• [Work task]:
Please quote exactly the lines below from the line containing "Target: white tram" to the line containing "Target: distant pedestrian", both lines included, and nothing else.

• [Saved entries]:
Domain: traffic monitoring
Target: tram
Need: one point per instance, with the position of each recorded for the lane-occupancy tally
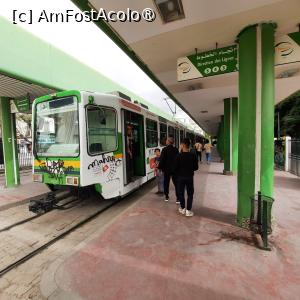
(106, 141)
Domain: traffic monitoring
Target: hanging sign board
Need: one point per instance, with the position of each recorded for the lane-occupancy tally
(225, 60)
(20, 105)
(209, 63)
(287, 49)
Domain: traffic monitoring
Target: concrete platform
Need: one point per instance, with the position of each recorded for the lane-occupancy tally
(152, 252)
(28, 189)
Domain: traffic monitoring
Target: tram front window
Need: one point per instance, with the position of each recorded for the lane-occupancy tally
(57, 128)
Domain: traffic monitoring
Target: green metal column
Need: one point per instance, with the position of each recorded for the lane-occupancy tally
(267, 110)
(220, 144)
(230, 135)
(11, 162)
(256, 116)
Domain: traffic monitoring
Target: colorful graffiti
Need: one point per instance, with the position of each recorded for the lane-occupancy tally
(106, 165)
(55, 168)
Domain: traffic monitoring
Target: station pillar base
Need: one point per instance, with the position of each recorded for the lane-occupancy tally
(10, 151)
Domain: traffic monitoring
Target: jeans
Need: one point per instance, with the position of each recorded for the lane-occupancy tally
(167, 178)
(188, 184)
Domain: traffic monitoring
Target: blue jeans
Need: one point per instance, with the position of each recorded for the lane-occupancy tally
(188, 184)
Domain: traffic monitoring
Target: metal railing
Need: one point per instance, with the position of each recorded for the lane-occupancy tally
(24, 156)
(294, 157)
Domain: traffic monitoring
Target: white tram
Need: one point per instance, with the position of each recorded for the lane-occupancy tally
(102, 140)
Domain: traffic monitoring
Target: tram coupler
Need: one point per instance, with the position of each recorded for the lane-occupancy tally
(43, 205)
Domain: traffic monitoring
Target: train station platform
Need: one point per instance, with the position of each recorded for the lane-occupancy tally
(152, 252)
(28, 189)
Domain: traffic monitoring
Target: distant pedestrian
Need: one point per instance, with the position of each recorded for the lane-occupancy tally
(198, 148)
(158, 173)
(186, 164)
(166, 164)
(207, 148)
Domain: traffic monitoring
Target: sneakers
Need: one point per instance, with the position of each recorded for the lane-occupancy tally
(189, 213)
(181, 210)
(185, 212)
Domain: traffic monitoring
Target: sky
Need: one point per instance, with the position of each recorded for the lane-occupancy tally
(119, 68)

• [The answer]:
Target: white tram
Need: one point per instance, with the position of each recorded for the lane-occupancy tally
(102, 140)
Domain: traffic monitoring
Target: tram coupler
Need: one point per instance, with the position of each recorded for the lane-occupancy tally
(43, 205)
Domain: traffic monitoring
Target: train station platform
Need: one point per instance, with the position of each recorded for the lane-occupancy tally
(152, 252)
(28, 189)
Domain: traffic monitoring
Target: distant pedestrian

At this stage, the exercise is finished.